Records from a point labeling set

--

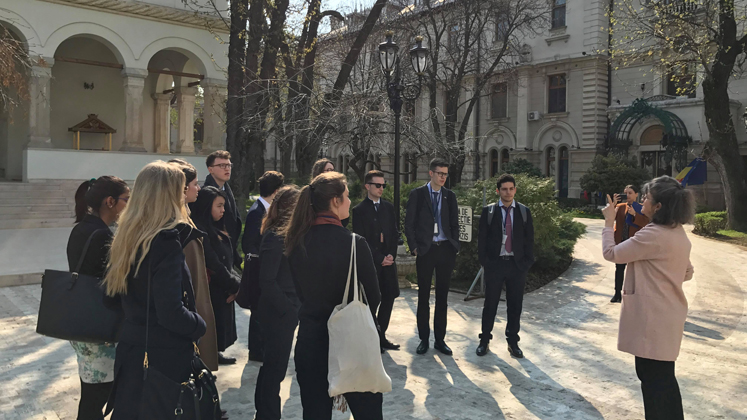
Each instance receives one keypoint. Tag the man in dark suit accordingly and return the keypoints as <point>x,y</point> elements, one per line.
<point>269,183</point>
<point>219,165</point>
<point>505,248</point>
<point>432,231</point>
<point>374,220</point>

--

Objective -
Please rewrite the entries above as a numbered list with one line per item, skipping blank lines. Leave the pictures out of your answer.

Answer in full -
1. Each instance receives one keypoint. Tag the man in dark suit accordingly and return the keypoints as <point>x,y</point> elements, one per line.
2. <point>269,183</point>
3. <point>219,165</point>
4. <point>505,248</point>
5. <point>432,231</point>
6. <point>374,220</point>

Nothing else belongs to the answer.